• _Task statement_
Among the entries that follow, find the lines containing the string "tree" and copy them.

[Region pointing data]

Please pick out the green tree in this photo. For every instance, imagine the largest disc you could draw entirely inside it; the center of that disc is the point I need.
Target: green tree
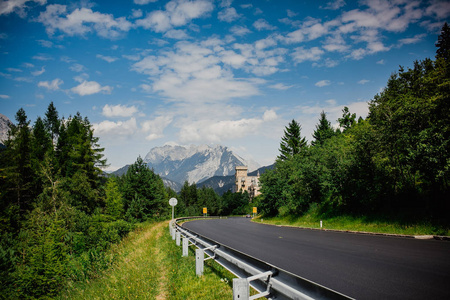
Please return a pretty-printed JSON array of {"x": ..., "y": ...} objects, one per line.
[
  {"x": 292, "y": 142},
  {"x": 443, "y": 43},
  {"x": 323, "y": 130},
  {"x": 142, "y": 183},
  {"x": 347, "y": 120},
  {"x": 114, "y": 198},
  {"x": 52, "y": 122}
]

• _Result below_
Please pick out the green tree in this photo. For every instance, imagine the largest disc you could draw entirely inside it; the center of that disc is the point I need.
Target: green tree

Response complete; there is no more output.